**Exercise aim**
Every line with "truck" in it must be copied from the data.

BEGIN Information provided

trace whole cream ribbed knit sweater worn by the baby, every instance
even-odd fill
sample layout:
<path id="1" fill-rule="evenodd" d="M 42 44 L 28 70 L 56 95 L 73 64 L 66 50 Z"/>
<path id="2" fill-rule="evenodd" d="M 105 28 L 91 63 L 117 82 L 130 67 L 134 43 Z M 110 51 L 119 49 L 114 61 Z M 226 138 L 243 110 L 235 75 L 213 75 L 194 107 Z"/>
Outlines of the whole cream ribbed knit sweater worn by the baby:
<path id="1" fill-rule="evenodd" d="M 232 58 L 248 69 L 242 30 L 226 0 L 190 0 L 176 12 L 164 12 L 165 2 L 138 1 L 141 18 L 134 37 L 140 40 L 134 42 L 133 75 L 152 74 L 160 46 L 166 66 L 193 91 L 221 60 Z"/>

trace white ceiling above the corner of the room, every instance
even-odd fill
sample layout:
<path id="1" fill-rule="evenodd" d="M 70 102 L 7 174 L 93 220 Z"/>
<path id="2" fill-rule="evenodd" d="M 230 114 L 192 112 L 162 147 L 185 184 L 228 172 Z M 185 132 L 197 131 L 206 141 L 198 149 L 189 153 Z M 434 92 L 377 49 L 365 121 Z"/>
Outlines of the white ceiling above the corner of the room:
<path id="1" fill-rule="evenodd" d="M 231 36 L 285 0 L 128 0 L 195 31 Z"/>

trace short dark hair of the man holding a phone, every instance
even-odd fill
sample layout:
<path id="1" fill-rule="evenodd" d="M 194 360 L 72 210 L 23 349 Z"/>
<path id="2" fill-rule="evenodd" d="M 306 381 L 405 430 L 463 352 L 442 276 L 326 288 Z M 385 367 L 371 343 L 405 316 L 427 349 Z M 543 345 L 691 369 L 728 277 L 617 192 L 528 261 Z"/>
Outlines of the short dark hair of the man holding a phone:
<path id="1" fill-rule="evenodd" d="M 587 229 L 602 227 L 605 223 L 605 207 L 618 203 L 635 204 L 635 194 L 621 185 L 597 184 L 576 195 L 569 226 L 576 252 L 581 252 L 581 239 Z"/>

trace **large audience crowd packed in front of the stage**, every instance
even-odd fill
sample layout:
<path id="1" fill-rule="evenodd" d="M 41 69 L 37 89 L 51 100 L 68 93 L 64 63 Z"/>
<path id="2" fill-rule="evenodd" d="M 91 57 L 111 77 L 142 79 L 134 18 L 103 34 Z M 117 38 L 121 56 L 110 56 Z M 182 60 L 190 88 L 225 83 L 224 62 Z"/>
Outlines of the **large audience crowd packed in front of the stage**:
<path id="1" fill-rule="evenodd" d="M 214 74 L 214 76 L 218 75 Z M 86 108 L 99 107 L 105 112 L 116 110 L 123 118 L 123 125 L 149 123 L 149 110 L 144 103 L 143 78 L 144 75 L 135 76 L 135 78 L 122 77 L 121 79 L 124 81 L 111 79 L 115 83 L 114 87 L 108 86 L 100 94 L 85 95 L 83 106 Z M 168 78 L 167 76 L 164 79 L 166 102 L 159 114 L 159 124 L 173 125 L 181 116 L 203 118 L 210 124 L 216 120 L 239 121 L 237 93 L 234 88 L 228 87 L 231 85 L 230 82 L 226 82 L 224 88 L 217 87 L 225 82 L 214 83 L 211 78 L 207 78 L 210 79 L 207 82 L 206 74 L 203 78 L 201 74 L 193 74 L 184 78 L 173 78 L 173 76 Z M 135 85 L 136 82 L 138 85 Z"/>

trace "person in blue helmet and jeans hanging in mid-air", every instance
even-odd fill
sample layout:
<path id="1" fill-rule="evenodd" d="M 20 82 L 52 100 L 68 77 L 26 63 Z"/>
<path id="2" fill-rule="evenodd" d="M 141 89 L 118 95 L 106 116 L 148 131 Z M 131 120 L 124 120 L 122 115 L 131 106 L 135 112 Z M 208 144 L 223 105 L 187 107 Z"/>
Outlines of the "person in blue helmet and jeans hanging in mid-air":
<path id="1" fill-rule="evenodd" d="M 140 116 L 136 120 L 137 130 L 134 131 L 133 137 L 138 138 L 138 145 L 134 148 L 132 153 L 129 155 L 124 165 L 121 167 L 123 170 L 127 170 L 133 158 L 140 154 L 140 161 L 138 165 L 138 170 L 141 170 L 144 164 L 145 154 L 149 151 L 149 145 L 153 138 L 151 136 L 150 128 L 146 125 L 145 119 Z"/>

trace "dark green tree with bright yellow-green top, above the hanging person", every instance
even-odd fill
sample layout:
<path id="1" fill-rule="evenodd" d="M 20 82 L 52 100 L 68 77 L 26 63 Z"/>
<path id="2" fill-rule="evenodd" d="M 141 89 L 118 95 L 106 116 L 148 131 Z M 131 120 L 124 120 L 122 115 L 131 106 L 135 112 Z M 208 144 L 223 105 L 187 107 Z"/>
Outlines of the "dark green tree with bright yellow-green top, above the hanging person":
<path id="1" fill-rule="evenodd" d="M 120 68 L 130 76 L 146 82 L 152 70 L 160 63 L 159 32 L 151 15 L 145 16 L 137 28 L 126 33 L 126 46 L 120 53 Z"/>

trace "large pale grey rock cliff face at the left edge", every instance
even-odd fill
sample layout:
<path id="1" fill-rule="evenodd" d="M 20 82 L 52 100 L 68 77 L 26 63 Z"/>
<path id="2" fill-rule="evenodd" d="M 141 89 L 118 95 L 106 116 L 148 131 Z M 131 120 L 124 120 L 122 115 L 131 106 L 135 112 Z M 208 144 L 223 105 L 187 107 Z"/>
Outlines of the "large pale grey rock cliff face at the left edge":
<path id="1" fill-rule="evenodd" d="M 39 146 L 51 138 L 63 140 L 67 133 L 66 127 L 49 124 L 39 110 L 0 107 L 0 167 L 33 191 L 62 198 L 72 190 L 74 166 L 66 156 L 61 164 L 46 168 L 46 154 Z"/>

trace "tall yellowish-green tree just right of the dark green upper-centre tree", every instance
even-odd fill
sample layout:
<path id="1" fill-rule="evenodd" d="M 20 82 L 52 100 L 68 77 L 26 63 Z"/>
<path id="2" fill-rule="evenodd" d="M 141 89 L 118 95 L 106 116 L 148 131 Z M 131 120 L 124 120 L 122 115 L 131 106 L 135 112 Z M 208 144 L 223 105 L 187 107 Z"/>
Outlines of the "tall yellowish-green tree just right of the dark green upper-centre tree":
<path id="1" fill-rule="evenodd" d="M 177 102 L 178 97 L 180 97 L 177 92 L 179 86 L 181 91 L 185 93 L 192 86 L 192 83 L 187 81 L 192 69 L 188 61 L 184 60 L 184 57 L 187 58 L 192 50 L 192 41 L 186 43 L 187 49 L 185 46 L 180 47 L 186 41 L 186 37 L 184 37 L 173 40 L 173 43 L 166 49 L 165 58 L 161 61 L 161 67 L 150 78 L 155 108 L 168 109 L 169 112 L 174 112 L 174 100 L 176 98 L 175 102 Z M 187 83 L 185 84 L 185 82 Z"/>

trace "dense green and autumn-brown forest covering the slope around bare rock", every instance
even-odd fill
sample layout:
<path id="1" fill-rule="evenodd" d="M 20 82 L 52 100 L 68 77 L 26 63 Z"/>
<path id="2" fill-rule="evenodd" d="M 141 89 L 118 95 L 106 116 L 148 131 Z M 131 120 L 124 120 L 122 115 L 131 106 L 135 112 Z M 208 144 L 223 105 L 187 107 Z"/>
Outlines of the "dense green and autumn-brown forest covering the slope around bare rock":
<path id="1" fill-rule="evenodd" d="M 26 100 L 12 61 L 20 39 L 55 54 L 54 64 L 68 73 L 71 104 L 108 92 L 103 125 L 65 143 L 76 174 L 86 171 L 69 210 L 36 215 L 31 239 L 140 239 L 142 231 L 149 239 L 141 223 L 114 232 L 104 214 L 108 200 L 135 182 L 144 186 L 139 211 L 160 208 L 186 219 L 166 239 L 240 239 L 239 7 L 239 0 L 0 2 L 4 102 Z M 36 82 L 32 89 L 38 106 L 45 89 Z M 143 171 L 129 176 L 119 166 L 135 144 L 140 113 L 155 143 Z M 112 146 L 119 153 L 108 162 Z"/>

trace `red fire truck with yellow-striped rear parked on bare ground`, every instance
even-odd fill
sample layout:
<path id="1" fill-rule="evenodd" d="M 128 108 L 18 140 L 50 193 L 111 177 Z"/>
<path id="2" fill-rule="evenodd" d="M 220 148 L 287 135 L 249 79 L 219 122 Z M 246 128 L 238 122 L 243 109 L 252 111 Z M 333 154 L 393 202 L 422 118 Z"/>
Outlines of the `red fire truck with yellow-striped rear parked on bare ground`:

END Information provided

**Task result**
trace `red fire truck with yellow-striped rear parked on bare ground`, every instance
Outlines of the `red fire truck with yellow-striped rear parked on bare ground`:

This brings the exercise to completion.